====== Data to use ======

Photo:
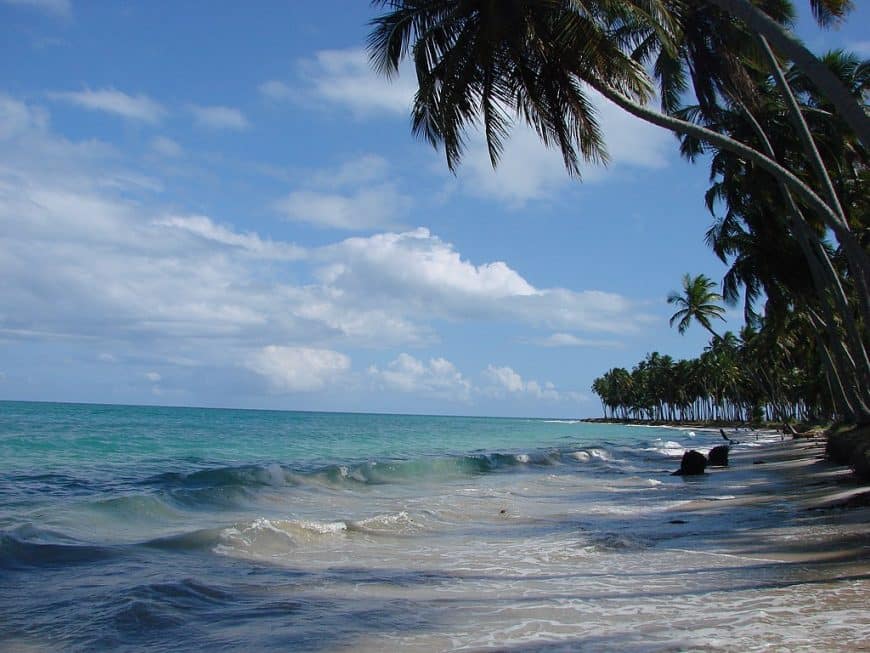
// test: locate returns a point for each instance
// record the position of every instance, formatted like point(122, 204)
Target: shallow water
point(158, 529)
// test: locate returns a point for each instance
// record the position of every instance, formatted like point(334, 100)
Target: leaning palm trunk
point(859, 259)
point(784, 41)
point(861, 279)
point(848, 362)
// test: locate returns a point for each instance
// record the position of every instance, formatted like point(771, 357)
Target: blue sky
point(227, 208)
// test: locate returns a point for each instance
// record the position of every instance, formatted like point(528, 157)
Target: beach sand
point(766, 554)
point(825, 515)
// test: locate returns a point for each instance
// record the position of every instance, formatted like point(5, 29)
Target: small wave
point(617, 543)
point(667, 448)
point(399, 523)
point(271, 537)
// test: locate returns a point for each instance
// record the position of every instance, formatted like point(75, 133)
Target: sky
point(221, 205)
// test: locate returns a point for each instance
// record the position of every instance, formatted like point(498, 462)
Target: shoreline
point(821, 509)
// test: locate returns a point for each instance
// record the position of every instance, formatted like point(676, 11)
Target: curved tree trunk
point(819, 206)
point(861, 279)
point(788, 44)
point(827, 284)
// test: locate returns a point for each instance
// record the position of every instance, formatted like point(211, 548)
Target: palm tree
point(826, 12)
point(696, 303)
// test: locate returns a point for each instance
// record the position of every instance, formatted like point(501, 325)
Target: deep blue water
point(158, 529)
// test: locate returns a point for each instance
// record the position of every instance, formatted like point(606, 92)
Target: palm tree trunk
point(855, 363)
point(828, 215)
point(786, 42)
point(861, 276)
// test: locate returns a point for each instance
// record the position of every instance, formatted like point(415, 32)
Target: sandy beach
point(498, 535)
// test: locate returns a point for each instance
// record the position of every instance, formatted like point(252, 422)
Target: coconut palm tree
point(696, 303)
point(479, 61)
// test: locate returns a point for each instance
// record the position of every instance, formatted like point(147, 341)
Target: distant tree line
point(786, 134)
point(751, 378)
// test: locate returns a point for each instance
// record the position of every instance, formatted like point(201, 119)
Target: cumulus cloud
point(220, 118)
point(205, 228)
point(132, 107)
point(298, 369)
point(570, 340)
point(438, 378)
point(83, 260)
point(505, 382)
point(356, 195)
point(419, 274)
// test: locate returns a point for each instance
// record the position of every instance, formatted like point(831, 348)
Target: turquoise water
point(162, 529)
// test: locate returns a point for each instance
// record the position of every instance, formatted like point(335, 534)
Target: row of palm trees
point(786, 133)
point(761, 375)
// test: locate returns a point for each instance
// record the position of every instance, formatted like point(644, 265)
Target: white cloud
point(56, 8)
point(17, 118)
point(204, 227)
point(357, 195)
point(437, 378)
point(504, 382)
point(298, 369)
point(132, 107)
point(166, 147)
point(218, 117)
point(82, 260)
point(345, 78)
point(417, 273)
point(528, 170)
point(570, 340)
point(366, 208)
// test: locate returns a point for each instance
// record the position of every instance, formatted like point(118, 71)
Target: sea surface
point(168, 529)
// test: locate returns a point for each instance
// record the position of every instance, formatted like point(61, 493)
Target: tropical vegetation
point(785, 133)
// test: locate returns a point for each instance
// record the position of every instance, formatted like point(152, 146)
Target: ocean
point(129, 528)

======
====== Data to use ======

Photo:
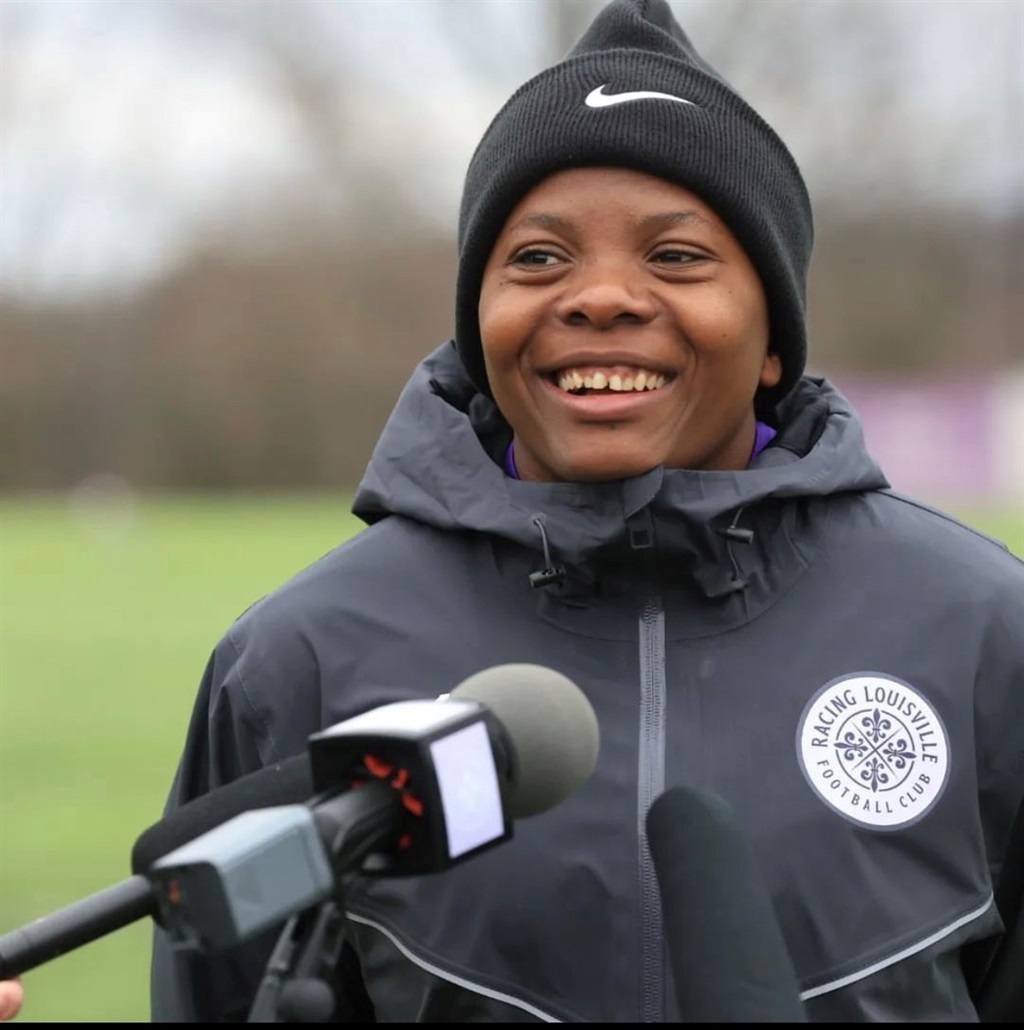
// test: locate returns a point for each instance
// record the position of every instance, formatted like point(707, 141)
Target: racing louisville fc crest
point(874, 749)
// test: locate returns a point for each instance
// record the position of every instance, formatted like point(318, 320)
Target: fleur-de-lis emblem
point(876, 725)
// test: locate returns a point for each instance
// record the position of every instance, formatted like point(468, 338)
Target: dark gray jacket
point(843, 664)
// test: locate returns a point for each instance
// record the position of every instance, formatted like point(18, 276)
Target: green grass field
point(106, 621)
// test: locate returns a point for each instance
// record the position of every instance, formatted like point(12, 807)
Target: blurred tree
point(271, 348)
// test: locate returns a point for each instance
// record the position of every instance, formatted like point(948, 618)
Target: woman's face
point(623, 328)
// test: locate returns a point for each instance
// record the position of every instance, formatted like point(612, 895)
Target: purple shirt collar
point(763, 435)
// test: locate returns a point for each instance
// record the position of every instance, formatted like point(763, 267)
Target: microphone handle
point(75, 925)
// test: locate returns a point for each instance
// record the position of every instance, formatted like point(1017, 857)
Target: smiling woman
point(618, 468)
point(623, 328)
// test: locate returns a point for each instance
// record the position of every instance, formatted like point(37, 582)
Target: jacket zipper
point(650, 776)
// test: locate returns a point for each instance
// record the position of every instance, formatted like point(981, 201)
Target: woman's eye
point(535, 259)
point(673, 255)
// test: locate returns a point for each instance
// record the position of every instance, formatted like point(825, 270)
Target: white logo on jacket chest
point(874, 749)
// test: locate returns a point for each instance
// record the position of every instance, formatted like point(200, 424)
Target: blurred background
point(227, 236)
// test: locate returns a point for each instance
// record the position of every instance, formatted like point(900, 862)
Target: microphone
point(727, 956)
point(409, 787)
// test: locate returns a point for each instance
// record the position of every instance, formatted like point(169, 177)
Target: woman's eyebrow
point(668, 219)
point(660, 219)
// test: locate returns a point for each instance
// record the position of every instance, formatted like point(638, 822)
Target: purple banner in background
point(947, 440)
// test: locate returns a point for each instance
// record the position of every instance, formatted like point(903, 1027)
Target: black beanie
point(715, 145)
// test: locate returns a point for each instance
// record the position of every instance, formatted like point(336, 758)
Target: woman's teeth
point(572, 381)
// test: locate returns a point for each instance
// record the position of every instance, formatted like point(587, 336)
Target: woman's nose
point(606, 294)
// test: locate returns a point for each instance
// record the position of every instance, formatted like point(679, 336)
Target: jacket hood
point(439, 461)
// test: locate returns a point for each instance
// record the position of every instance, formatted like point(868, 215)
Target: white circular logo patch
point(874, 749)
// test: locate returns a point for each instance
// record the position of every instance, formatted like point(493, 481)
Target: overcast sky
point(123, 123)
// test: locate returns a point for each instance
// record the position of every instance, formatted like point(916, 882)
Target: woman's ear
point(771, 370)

======

Exercise instructions —
Please pick out each row above that contains the word "jacket", and copy those rows.

Complete answer —
Target: dark gray jacket
Target: jacket zipper
Target: white logo on jacket chest
Target: jacket hood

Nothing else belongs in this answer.